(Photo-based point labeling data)
══════

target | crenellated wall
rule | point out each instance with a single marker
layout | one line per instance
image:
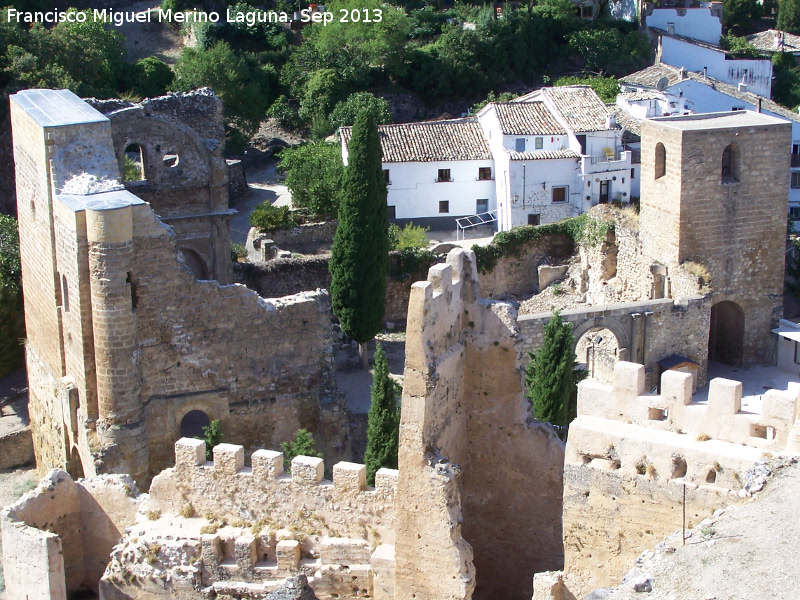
(242, 530)
(630, 455)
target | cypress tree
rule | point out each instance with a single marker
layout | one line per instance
(789, 16)
(360, 255)
(550, 379)
(383, 421)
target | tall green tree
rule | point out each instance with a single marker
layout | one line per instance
(383, 421)
(550, 377)
(789, 16)
(360, 255)
(12, 319)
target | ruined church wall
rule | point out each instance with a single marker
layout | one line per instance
(228, 352)
(465, 422)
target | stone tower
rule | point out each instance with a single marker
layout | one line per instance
(714, 192)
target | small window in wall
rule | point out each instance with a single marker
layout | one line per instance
(730, 157)
(661, 161)
(65, 292)
(134, 163)
(171, 159)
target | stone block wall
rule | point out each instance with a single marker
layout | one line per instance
(630, 455)
(123, 340)
(57, 538)
(733, 223)
(462, 408)
(280, 525)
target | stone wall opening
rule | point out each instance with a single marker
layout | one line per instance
(726, 334)
(193, 423)
(195, 263)
(134, 163)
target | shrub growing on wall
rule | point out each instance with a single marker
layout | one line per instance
(383, 421)
(12, 319)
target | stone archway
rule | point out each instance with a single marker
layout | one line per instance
(726, 334)
(598, 349)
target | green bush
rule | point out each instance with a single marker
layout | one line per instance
(409, 237)
(266, 217)
(302, 445)
(12, 318)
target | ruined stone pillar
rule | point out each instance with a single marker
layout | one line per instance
(120, 425)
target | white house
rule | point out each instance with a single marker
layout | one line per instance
(702, 24)
(435, 171)
(558, 151)
(704, 94)
(549, 155)
(712, 60)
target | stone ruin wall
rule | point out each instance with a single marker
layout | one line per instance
(57, 538)
(192, 195)
(241, 530)
(123, 342)
(471, 514)
(630, 454)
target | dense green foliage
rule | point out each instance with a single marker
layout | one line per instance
(789, 16)
(266, 217)
(345, 112)
(245, 87)
(383, 421)
(549, 376)
(302, 445)
(409, 237)
(741, 13)
(12, 319)
(605, 87)
(360, 255)
(314, 176)
(738, 47)
(786, 82)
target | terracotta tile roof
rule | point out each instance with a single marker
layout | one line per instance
(526, 118)
(459, 139)
(541, 154)
(649, 77)
(631, 126)
(729, 90)
(765, 41)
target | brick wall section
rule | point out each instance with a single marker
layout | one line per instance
(736, 229)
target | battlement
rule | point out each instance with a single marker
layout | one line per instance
(267, 465)
(720, 418)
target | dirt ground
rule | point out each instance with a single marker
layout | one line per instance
(748, 552)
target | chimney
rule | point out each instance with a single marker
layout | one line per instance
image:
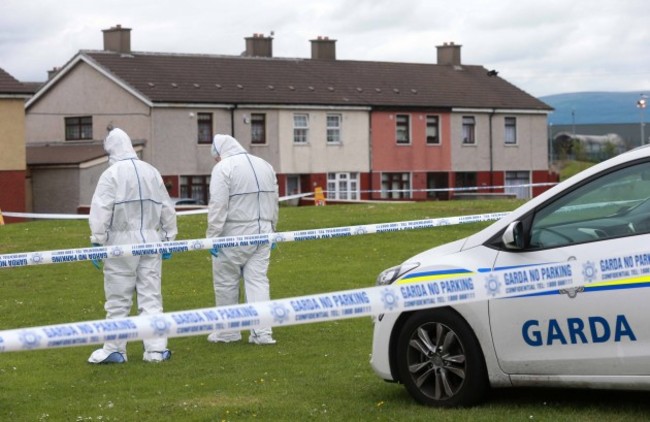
(52, 73)
(322, 48)
(117, 39)
(449, 53)
(259, 46)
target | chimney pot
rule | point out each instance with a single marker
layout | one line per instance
(322, 48)
(117, 39)
(449, 54)
(259, 46)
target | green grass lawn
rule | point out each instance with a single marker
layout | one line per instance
(316, 371)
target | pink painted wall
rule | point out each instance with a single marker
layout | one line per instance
(388, 156)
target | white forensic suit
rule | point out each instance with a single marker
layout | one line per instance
(131, 205)
(243, 201)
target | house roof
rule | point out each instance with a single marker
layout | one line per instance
(11, 86)
(218, 79)
(73, 153)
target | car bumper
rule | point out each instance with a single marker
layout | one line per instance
(380, 357)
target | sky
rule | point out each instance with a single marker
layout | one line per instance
(543, 47)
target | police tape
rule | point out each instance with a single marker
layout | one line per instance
(23, 259)
(427, 290)
(55, 216)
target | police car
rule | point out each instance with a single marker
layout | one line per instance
(593, 336)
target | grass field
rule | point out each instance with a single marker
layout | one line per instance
(315, 372)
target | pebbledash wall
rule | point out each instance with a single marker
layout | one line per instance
(13, 168)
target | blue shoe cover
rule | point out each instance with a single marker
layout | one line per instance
(115, 357)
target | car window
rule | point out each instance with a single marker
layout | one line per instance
(613, 205)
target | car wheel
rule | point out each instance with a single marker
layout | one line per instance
(439, 360)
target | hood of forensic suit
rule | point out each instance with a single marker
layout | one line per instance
(118, 146)
(225, 145)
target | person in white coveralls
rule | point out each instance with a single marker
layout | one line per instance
(131, 205)
(243, 201)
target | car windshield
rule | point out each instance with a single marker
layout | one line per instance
(613, 205)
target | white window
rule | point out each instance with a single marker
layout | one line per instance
(343, 186)
(402, 129)
(510, 130)
(468, 130)
(433, 131)
(300, 128)
(333, 128)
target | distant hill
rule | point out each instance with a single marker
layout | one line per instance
(596, 108)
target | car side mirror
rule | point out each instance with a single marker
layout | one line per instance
(513, 236)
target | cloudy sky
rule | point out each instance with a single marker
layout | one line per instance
(543, 47)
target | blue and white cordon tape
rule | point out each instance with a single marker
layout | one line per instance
(469, 287)
(23, 259)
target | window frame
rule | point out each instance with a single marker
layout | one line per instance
(510, 130)
(343, 186)
(195, 186)
(301, 132)
(436, 140)
(203, 120)
(469, 130)
(258, 125)
(82, 127)
(333, 133)
(403, 128)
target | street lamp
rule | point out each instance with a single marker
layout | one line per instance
(640, 104)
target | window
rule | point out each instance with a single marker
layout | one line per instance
(465, 180)
(614, 205)
(468, 130)
(258, 128)
(343, 186)
(293, 184)
(510, 130)
(197, 187)
(204, 121)
(78, 128)
(395, 185)
(300, 128)
(402, 130)
(433, 131)
(333, 128)
(517, 183)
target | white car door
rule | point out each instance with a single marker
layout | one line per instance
(601, 328)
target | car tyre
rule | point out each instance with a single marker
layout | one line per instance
(439, 360)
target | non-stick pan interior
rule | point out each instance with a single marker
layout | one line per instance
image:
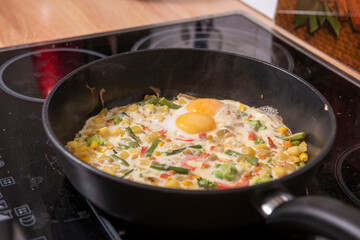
(126, 78)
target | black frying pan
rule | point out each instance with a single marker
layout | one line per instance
(127, 77)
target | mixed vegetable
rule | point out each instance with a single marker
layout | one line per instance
(141, 142)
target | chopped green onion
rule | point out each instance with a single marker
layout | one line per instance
(202, 182)
(132, 134)
(117, 120)
(123, 161)
(168, 168)
(94, 138)
(130, 145)
(152, 148)
(124, 114)
(153, 100)
(196, 151)
(127, 173)
(259, 141)
(176, 151)
(250, 159)
(169, 103)
(243, 114)
(196, 146)
(295, 143)
(294, 137)
(254, 124)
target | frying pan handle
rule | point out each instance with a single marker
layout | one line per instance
(315, 214)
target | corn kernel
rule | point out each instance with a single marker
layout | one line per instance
(136, 129)
(103, 112)
(279, 171)
(98, 120)
(164, 109)
(303, 157)
(116, 132)
(151, 137)
(151, 107)
(109, 170)
(124, 154)
(242, 107)
(124, 122)
(209, 137)
(145, 162)
(73, 144)
(134, 150)
(94, 144)
(172, 183)
(159, 118)
(294, 159)
(303, 147)
(102, 150)
(104, 132)
(261, 146)
(283, 129)
(186, 183)
(248, 151)
(293, 151)
(133, 107)
(182, 101)
(289, 167)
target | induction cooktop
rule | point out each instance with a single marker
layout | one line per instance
(37, 200)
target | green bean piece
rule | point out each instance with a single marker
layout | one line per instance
(124, 114)
(294, 137)
(259, 141)
(95, 138)
(250, 159)
(127, 173)
(123, 161)
(130, 145)
(243, 114)
(196, 146)
(117, 120)
(254, 124)
(132, 134)
(168, 168)
(169, 103)
(152, 148)
(207, 184)
(153, 100)
(232, 153)
(176, 151)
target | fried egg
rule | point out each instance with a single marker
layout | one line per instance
(190, 143)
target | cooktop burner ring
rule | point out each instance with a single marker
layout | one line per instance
(224, 39)
(37, 53)
(344, 163)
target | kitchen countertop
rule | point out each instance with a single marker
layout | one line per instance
(26, 21)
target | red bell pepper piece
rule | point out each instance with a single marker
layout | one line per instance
(196, 157)
(271, 143)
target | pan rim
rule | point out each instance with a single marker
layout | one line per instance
(56, 143)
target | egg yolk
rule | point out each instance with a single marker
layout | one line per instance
(204, 105)
(195, 122)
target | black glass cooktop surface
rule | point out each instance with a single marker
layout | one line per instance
(34, 192)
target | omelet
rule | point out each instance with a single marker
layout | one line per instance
(190, 143)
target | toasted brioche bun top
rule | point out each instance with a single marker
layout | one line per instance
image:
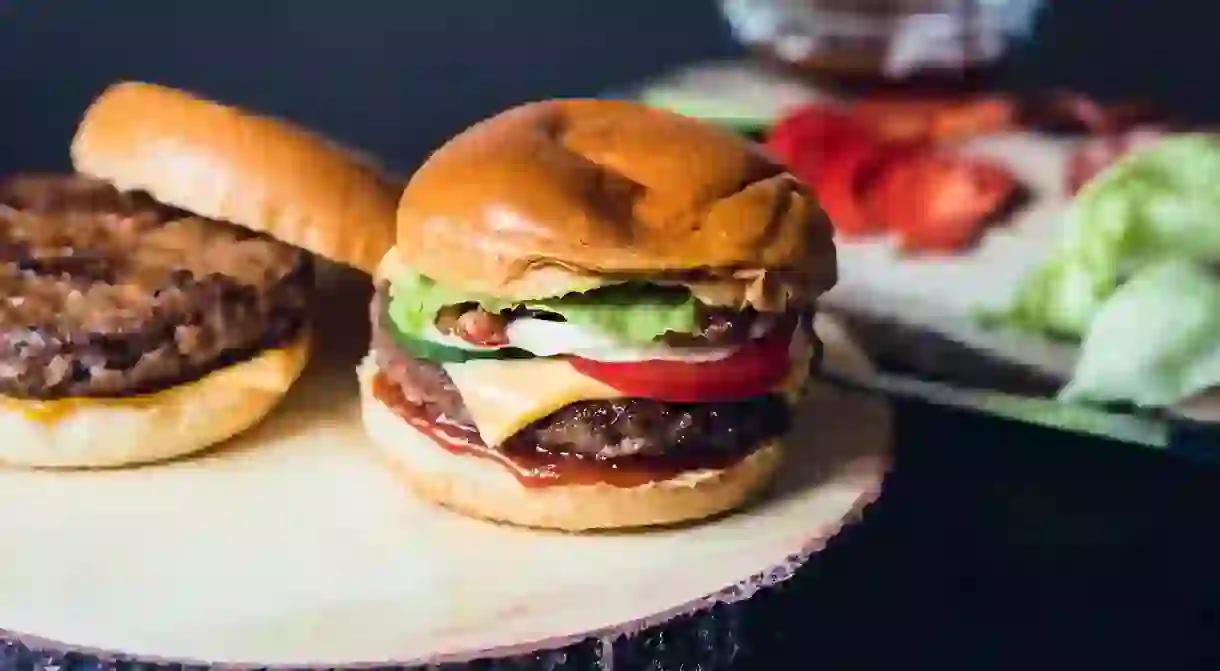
(567, 195)
(227, 164)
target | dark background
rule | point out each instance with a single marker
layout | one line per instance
(398, 77)
(994, 545)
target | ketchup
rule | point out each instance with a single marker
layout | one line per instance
(538, 467)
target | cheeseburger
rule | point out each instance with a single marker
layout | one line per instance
(156, 303)
(597, 315)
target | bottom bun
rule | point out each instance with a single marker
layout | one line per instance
(483, 488)
(93, 433)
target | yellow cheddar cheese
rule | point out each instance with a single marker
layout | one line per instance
(503, 397)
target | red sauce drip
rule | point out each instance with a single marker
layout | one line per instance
(538, 467)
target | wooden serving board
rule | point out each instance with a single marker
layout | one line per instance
(293, 545)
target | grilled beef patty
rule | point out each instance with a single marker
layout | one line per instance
(106, 293)
(604, 428)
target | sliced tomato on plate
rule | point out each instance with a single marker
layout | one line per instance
(936, 120)
(947, 200)
(846, 186)
(754, 370)
(811, 137)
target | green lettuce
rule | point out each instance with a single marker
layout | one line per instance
(631, 312)
(1155, 340)
(1162, 203)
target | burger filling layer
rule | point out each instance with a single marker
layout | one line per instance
(631, 394)
(111, 294)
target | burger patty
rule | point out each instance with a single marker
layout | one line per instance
(604, 428)
(109, 293)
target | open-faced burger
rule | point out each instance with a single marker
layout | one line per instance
(157, 301)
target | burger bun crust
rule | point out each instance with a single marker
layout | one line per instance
(567, 195)
(99, 433)
(226, 164)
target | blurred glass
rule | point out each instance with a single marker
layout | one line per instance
(880, 42)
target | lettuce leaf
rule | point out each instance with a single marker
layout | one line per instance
(1155, 340)
(631, 312)
(1158, 204)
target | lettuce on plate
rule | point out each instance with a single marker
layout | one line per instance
(1163, 203)
(631, 312)
(1133, 278)
(1155, 340)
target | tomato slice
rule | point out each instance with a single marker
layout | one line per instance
(950, 198)
(936, 120)
(811, 137)
(846, 186)
(754, 370)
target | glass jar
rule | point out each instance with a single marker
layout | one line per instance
(876, 43)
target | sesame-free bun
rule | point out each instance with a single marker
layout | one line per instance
(564, 195)
(226, 164)
(486, 489)
(84, 432)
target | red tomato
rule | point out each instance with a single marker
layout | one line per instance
(754, 370)
(811, 137)
(847, 188)
(950, 199)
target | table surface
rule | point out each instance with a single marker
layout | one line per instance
(992, 541)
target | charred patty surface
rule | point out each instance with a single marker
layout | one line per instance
(106, 293)
(604, 428)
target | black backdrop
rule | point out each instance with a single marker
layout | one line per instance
(399, 76)
(994, 545)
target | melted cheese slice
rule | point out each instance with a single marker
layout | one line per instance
(504, 397)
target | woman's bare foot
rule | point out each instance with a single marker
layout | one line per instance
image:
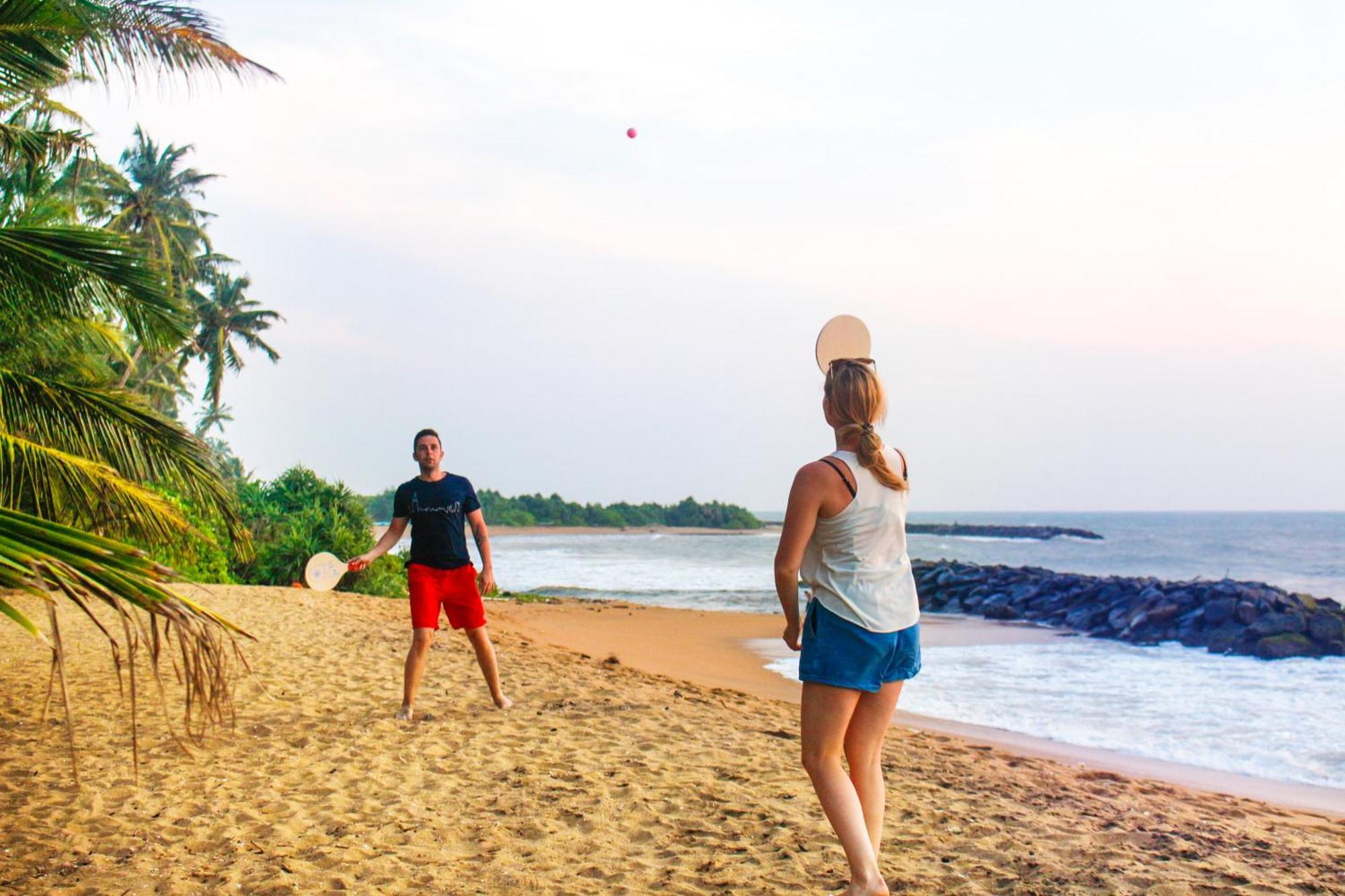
(876, 887)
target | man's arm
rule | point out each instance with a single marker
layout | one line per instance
(391, 537)
(486, 579)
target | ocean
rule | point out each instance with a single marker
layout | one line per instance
(1278, 720)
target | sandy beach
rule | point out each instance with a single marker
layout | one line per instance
(622, 768)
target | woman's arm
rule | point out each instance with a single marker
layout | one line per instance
(801, 518)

══════

Take the line containing "target | charred patty surface" as the first line and the last line of the data above as the final one, and output exactly the lines between them, inclusive, with no pictures.

target | charred patty surface
rule | point out each instance with a single marker
layout | one line per instance
(106, 293)
(604, 428)
target | black backdrop
rule | point out each instance with a single marker
layout | one line per instance
(399, 76)
(994, 545)
target | melted cheese slice
rule | point out each instance with a single marker
layout | one line per instance
(504, 397)
target | woman's bare foot
rule | point out each instance with a single marker
layout | one line per instance
image:
(876, 887)
target | man's arm
rule | point out each instance with a single marker
layout | one line per instance
(391, 537)
(486, 579)
target | ocean
rule | point out each instance with a single marker
layout | one line per instance
(1278, 720)
target | sandy beach
rule | point out each instance with a single marker
layout | one line per instance
(622, 768)
target | woman's arm
rule | point out each instance with a single marker
layout | one line per instance
(801, 518)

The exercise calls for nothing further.